*What you need to do:*
Filter the entries down to the lines holding "stone", then copy those lines.

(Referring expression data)
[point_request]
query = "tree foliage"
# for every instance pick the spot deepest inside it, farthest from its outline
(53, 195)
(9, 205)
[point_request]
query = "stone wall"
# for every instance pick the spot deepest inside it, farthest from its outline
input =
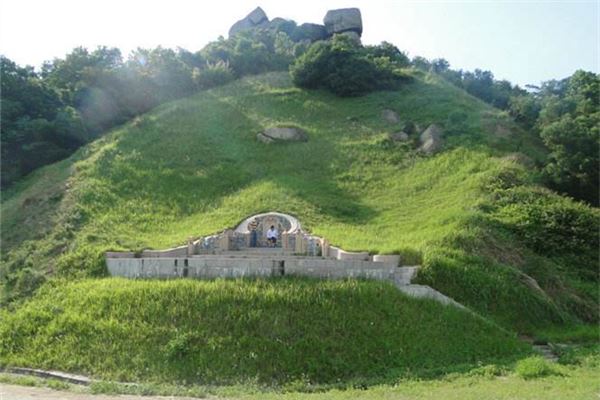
(237, 267)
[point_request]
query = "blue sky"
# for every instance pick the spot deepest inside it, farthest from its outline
(522, 41)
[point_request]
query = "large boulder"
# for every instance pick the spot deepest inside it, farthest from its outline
(256, 19)
(312, 32)
(431, 139)
(282, 133)
(399, 137)
(343, 20)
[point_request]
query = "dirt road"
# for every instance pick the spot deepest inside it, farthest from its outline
(13, 392)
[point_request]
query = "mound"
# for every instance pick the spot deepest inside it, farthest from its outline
(193, 167)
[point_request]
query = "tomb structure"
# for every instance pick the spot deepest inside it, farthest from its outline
(243, 251)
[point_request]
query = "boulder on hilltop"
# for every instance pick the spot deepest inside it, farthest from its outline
(431, 139)
(343, 20)
(257, 18)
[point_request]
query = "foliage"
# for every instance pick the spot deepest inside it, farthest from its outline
(128, 190)
(564, 113)
(214, 75)
(37, 127)
(345, 68)
(47, 115)
(574, 140)
(252, 52)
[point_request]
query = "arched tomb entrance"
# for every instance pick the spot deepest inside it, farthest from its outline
(256, 227)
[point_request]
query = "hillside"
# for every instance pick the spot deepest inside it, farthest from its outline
(271, 331)
(193, 167)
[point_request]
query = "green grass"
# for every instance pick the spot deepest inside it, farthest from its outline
(193, 167)
(228, 331)
(577, 380)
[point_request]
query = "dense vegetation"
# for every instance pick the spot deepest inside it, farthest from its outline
(476, 216)
(47, 115)
(245, 331)
(346, 68)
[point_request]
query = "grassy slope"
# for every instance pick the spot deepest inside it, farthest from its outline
(193, 167)
(240, 331)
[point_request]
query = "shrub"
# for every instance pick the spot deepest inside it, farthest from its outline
(343, 67)
(535, 367)
(83, 262)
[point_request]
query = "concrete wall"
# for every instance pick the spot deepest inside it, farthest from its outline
(215, 266)
(180, 251)
(229, 267)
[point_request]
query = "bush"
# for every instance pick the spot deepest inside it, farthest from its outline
(343, 67)
(535, 367)
(214, 75)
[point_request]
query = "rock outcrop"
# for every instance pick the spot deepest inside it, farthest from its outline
(256, 19)
(343, 20)
(390, 116)
(431, 139)
(285, 134)
(399, 136)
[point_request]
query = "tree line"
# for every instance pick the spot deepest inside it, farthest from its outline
(48, 114)
(564, 113)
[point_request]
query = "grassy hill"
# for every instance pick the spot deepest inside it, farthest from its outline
(472, 215)
(241, 331)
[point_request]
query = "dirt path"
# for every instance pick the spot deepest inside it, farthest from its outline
(13, 392)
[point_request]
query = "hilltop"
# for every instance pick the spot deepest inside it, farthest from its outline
(193, 166)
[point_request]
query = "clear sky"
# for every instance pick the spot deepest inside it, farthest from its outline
(522, 41)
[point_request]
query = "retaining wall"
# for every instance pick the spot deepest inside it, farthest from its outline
(224, 267)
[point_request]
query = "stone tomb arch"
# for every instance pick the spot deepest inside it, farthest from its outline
(259, 224)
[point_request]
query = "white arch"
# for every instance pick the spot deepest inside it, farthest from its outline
(294, 223)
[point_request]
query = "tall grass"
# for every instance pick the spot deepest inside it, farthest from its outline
(193, 167)
(229, 331)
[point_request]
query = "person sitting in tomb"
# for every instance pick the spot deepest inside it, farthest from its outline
(272, 236)
(252, 227)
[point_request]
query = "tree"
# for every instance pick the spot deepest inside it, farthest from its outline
(343, 67)
(574, 160)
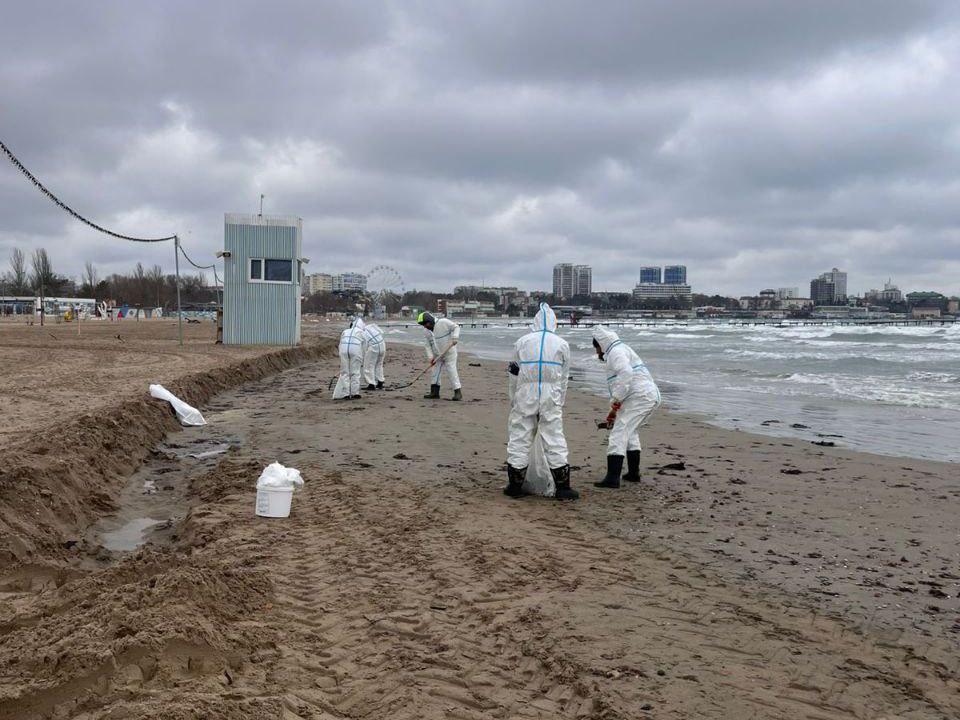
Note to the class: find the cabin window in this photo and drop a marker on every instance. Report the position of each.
(271, 270)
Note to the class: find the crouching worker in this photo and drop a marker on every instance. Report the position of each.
(633, 398)
(441, 345)
(538, 388)
(352, 346)
(373, 357)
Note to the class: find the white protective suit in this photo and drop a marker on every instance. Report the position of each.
(445, 332)
(538, 393)
(352, 345)
(374, 355)
(629, 383)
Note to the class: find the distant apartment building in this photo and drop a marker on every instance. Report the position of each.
(837, 281)
(319, 282)
(651, 274)
(675, 275)
(662, 291)
(582, 280)
(570, 280)
(563, 280)
(822, 292)
(349, 283)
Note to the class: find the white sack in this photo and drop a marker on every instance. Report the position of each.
(342, 389)
(276, 475)
(539, 480)
(187, 414)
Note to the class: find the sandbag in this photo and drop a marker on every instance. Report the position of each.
(276, 475)
(187, 414)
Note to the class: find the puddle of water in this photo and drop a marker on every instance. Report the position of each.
(129, 536)
(218, 450)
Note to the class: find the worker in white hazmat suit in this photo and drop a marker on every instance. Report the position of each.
(540, 372)
(373, 357)
(633, 398)
(441, 345)
(352, 346)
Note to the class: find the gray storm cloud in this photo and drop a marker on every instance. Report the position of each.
(757, 142)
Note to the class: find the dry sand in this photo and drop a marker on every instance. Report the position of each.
(405, 585)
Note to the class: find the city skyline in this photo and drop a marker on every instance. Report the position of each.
(502, 151)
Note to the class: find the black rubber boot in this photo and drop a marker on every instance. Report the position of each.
(633, 466)
(561, 479)
(515, 477)
(614, 468)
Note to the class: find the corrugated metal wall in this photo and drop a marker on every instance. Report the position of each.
(260, 313)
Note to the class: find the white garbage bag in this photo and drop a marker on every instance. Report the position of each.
(187, 414)
(276, 475)
(539, 480)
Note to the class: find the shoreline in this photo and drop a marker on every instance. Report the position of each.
(405, 585)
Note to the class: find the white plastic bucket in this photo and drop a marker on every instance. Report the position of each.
(274, 502)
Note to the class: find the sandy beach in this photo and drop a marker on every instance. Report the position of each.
(747, 576)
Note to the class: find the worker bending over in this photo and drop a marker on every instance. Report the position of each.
(441, 345)
(373, 357)
(538, 388)
(352, 346)
(633, 397)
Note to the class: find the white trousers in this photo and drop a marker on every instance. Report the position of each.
(350, 366)
(373, 365)
(446, 368)
(522, 428)
(625, 434)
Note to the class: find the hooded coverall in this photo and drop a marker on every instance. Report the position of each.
(629, 383)
(445, 332)
(374, 356)
(352, 346)
(538, 392)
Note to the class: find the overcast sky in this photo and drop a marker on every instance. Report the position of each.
(757, 142)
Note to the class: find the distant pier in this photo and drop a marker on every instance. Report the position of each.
(665, 322)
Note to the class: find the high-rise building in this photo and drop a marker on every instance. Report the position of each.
(822, 292)
(582, 280)
(349, 282)
(675, 275)
(319, 282)
(563, 281)
(651, 274)
(839, 280)
(662, 291)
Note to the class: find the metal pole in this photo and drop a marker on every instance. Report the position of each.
(176, 264)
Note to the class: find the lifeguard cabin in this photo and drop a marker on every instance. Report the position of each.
(262, 270)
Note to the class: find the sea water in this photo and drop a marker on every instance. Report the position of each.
(887, 389)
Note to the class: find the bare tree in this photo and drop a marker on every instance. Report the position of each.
(140, 277)
(18, 273)
(156, 280)
(42, 276)
(90, 279)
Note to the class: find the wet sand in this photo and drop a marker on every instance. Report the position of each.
(765, 578)
(52, 372)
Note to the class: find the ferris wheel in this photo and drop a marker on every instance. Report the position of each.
(384, 283)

*Response to this task:*
query = "stone wall"
query = "stone tomb arch"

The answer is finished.